● Instruction
Rewrite everything from the line containing "slab and report the position of each." down to the end of the items, switching "keypoint" to "marker" and leaving all else unchanged.

Extracted data entries:
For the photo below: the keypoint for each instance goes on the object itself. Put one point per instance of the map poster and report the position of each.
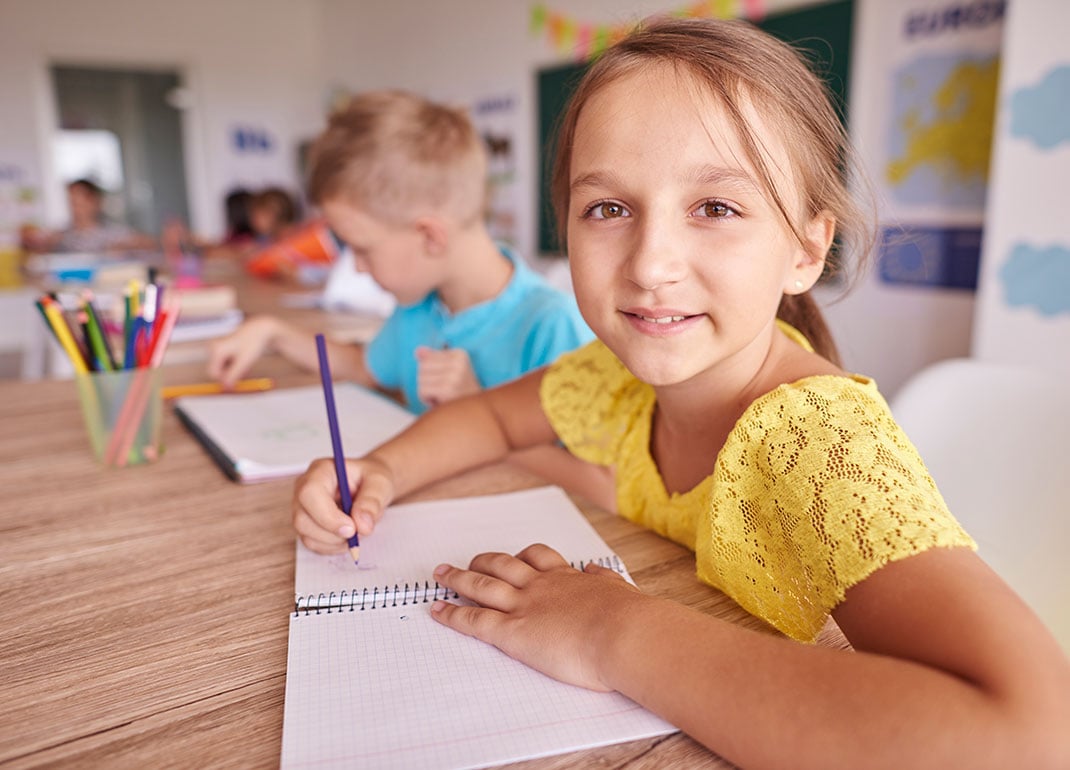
(936, 114)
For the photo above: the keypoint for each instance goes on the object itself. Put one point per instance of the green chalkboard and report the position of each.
(822, 32)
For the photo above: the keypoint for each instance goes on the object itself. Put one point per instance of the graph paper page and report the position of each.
(412, 539)
(391, 688)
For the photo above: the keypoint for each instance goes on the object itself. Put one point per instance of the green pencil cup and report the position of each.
(123, 413)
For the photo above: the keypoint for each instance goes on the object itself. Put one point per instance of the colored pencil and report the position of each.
(63, 334)
(339, 456)
(137, 398)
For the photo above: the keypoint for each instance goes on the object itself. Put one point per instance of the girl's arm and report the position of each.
(456, 436)
(950, 668)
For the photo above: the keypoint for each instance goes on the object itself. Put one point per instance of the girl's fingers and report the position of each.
(541, 557)
(484, 589)
(507, 568)
(316, 497)
(373, 493)
(480, 622)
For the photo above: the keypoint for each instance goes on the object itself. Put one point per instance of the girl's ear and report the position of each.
(433, 235)
(810, 258)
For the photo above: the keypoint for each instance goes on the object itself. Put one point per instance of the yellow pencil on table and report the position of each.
(171, 391)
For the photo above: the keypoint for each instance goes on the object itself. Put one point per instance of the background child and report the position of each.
(90, 230)
(401, 181)
(699, 187)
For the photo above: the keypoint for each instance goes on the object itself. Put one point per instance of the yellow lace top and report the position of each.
(816, 486)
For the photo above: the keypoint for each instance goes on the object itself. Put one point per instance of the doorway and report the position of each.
(123, 129)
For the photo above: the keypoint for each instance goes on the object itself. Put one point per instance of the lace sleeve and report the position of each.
(591, 400)
(815, 489)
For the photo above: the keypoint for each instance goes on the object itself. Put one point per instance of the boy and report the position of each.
(402, 182)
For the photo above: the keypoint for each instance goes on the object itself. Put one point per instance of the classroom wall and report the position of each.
(250, 64)
(1023, 304)
(276, 64)
(469, 49)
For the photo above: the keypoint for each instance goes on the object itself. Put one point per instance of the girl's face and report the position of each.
(678, 257)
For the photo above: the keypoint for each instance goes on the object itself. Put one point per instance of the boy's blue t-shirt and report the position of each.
(528, 325)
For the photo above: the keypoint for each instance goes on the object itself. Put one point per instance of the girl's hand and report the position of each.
(540, 611)
(444, 374)
(317, 517)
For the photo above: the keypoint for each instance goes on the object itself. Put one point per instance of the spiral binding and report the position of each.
(398, 595)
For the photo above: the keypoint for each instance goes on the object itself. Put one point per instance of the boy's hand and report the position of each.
(316, 511)
(535, 607)
(444, 374)
(230, 357)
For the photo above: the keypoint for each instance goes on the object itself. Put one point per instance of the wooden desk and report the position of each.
(144, 609)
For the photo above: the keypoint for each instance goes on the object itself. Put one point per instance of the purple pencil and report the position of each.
(339, 456)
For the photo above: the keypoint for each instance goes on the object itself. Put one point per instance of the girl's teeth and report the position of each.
(667, 319)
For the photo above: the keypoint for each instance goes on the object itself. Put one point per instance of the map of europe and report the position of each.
(943, 111)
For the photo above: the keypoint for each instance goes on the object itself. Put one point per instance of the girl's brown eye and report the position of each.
(715, 210)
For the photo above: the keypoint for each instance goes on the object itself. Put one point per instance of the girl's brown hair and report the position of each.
(742, 65)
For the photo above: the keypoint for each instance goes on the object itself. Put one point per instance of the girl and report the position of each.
(699, 186)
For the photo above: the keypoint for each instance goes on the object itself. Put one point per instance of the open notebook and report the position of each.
(262, 435)
(372, 681)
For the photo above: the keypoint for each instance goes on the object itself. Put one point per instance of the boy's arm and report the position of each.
(232, 356)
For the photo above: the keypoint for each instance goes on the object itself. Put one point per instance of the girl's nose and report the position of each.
(655, 259)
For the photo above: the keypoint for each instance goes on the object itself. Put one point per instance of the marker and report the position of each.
(347, 498)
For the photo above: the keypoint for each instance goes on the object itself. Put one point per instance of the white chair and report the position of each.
(994, 437)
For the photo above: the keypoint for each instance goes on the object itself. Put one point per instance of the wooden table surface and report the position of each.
(144, 610)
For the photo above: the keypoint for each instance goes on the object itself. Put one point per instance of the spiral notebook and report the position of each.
(254, 436)
(372, 681)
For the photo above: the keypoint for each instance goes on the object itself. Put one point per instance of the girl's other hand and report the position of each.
(537, 609)
(317, 516)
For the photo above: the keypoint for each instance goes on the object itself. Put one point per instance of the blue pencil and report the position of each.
(347, 498)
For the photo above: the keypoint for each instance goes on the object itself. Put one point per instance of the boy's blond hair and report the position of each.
(398, 156)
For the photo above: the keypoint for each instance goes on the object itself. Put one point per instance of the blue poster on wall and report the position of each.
(946, 257)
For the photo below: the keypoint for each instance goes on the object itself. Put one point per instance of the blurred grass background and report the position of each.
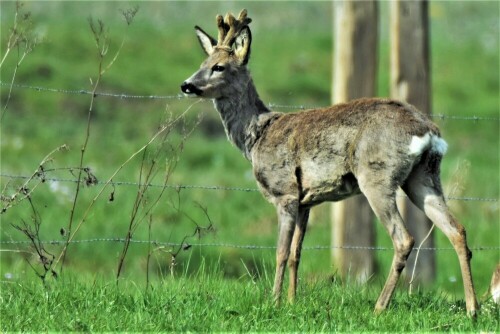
(291, 65)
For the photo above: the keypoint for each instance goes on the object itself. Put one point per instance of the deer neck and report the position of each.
(243, 115)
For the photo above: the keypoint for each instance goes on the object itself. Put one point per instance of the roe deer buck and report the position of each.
(370, 146)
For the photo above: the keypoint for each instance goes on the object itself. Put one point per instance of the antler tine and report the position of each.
(230, 27)
(222, 29)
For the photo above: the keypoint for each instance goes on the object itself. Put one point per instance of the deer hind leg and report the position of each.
(295, 251)
(423, 187)
(287, 217)
(382, 199)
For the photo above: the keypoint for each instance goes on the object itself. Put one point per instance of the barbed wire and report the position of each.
(229, 245)
(203, 187)
(179, 96)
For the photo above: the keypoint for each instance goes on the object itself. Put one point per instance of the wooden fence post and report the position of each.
(410, 81)
(354, 76)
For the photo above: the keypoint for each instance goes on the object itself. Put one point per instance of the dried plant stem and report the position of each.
(24, 190)
(109, 181)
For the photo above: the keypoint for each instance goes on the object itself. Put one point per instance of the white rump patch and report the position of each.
(430, 141)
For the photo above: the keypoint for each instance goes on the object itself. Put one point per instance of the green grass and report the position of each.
(291, 65)
(210, 303)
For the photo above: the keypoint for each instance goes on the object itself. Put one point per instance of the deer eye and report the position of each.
(218, 68)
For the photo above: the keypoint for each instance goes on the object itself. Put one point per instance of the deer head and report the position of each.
(224, 71)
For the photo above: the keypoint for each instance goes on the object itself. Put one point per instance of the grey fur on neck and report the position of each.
(244, 116)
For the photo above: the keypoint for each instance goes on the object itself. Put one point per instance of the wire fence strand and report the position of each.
(229, 245)
(204, 187)
(273, 106)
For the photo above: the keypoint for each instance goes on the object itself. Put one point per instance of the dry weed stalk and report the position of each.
(150, 166)
(25, 190)
(102, 45)
(21, 38)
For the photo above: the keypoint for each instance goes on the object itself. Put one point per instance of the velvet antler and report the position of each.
(230, 27)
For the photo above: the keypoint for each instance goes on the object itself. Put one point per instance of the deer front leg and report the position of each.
(295, 251)
(287, 216)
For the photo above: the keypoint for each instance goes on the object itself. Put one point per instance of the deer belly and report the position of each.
(329, 190)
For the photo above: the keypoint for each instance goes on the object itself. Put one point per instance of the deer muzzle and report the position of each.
(190, 89)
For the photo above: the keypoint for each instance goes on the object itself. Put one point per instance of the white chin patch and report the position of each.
(430, 141)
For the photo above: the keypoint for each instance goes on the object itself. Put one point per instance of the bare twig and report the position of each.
(21, 38)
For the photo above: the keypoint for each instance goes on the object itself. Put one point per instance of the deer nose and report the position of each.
(189, 88)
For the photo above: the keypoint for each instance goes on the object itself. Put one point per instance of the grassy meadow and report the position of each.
(291, 64)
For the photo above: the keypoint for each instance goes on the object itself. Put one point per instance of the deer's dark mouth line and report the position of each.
(190, 89)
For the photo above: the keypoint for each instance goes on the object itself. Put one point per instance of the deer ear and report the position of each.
(242, 45)
(207, 42)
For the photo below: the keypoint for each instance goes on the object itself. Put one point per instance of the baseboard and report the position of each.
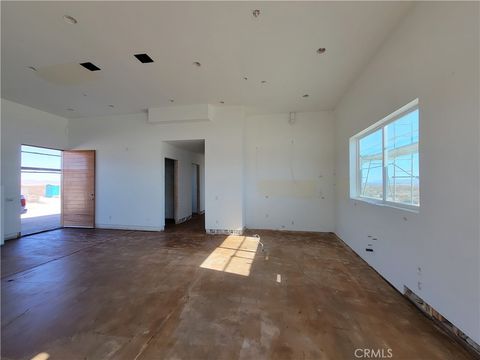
(236, 232)
(128, 227)
(182, 220)
(449, 328)
(442, 322)
(11, 236)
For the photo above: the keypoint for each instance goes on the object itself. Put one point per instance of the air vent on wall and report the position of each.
(143, 58)
(90, 66)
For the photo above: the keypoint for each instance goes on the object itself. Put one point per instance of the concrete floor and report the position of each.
(108, 294)
(36, 224)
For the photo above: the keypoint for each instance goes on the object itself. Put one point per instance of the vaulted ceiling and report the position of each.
(267, 63)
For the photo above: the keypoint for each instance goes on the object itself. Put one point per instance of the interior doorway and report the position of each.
(40, 194)
(185, 185)
(171, 168)
(195, 189)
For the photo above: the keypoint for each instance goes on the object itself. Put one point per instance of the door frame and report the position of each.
(197, 170)
(20, 234)
(175, 189)
(94, 195)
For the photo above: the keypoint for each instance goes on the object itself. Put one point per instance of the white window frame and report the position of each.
(355, 180)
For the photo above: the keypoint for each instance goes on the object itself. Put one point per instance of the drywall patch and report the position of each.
(66, 74)
(288, 188)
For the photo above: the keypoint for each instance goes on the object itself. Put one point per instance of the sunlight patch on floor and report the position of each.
(235, 255)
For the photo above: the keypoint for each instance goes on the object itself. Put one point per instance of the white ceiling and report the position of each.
(195, 146)
(279, 46)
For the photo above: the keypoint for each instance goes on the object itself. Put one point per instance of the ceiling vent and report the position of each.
(90, 66)
(143, 58)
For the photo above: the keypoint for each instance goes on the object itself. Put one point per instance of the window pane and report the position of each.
(371, 177)
(401, 157)
(41, 158)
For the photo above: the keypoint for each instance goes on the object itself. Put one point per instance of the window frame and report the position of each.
(355, 171)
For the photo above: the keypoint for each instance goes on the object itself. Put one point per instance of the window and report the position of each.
(384, 161)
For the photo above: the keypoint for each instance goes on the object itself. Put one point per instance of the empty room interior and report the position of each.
(240, 180)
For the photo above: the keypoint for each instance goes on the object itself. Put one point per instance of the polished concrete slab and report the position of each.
(112, 294)
(32, 225)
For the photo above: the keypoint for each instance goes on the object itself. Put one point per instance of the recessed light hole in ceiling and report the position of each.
(144, 58)
(69, 19)
(90, 66)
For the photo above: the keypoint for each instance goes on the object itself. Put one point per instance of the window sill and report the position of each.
(411, 209)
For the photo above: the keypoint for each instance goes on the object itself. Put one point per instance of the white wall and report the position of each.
(289, 172)
(433, 55)
(131, 150)
(24, 125)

● Response to this exercise
For the photo above: the marker for each instance goes on the object itself. Put one point per instance of the polished concrete slab and report the position of each.
(112, 294)
(32, 225)
For the photo above: the marker for each instance goes on the object itself. Put one point per instance of the recessed light hole in ceiling and report the position of each.
(144, 58)
(69, 19)
(90, 66)
For the photo above: the marker for each instance goes on the object itself. Put one point per instance of the window sill and report the position of each.
(411, 209)
For the photo above: the marker for each instance goes on the object itself. Put one point per instance of the white wall and report the position of each.
(289, 172)
(433, 55)
(131, 150)
(24, 125)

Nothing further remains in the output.